> **Task objective**
How many lines in the items below contain the string "table", matching case exactly? Reply with the number only.

> **The records**
* * * * * * * * *
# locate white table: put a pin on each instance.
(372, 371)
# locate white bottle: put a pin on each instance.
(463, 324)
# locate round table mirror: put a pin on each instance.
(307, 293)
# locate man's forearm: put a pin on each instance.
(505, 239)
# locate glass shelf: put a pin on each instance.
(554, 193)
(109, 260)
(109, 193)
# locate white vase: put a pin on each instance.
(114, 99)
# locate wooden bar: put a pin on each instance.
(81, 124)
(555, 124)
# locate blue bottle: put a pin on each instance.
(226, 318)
* * * * * * * * *
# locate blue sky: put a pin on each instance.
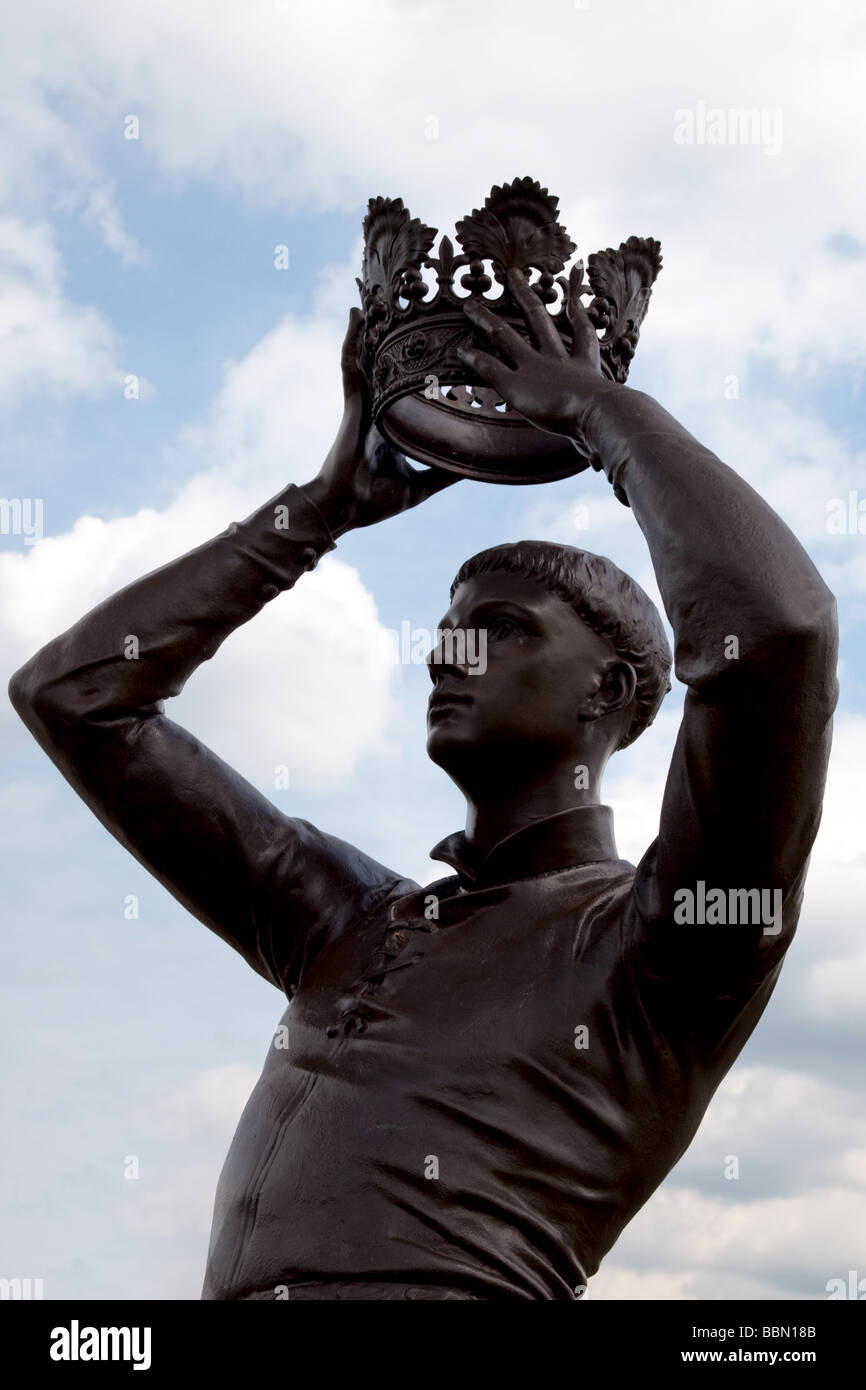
* * * * * * * * *
> **Answer to this problem**
2